--- MATERIAL FOR THIS TASK ---

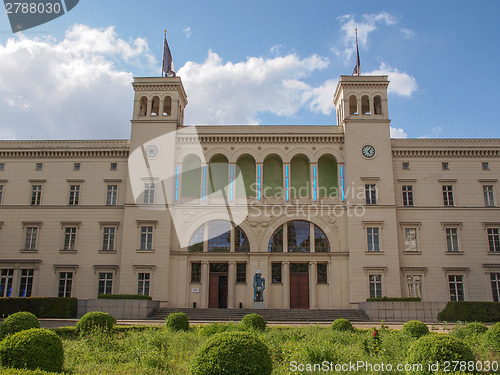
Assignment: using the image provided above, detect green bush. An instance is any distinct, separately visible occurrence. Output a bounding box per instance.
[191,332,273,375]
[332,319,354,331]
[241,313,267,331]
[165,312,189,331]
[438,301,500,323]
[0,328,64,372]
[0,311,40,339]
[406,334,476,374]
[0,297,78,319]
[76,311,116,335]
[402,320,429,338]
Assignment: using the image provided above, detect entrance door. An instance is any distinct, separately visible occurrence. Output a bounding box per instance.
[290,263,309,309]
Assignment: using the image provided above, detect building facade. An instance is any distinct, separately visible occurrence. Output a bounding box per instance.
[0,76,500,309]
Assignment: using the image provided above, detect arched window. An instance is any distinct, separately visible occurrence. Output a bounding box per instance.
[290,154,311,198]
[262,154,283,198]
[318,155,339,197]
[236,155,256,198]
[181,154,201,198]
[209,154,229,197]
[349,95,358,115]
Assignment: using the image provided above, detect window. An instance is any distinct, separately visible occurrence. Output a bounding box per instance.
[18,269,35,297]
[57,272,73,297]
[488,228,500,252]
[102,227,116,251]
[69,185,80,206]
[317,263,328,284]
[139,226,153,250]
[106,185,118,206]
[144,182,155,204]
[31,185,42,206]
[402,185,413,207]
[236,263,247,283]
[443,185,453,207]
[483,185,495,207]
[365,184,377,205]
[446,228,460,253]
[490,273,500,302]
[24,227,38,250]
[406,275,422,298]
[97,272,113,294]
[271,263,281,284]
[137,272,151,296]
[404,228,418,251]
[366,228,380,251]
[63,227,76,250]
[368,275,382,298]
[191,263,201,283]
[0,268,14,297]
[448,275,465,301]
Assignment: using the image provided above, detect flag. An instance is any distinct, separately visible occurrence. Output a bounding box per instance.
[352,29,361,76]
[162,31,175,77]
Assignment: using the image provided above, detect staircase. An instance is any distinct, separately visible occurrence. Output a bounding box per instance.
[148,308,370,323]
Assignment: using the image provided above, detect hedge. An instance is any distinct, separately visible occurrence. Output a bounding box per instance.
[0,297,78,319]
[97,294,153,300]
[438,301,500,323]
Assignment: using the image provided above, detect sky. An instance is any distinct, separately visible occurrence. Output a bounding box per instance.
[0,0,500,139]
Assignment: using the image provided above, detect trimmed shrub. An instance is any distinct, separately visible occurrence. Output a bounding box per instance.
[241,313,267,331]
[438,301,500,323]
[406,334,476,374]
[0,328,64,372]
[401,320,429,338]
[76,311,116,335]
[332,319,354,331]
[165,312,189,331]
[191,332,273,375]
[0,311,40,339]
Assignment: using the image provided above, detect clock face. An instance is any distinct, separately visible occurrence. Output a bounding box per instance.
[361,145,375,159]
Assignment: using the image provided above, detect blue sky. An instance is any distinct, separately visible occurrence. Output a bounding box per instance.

---

Extract, exactly, the lines above that begin at the line containing "Assignment: using the image provided above, detect flag." and end at the final line of the records; add no other text.

Assignment: using the image provided above, detect flag. An instance is any distinct, separately visible occurrence. Output a bounding box per instance.
[352,29,361,76]
[162,31,175,77]
Assignment: using the image provided above, detect staircase. An instance is any distinct, separately visible occurrence. Output a bounding box per instance.
[148,308,370,323]
Assignment: using the image provided above, detect hedge. An instance is any distinct, separately visible occurrence. Output a bounding box per instance.
[0,297,78,319]
[97,294,153,300]
[438,301,500,323]
Assignment: using the image provided above, detect sky. An instance is any distinct, separately visible occurrence. Output a bounding box per instance.
[0,0,500,139]
Assignment: using the image provided above, detect trimmed shrub. An instance is any distinct, separately visible occurrence. Output a bounding box per instance.
[241,313,267,331]
[438,301,500,323]
[406,334,476,374]
[0,328,64,372]
[401,320,429,338]
[76,311,116,335]
[332,319,354,331]
[165,312,189,331]
[191,332,273,375]
[0,311,40,339]
Assignment: using the image provided above, detect clock face. An instance is any distinct, separately visible occurrence. Output a bounding box per instance.
[361,145,375,159]
Assignment: using the image provided above, detect blue sky. An instance is any distinct, separately visible occurrence. Output a bounding box per instance.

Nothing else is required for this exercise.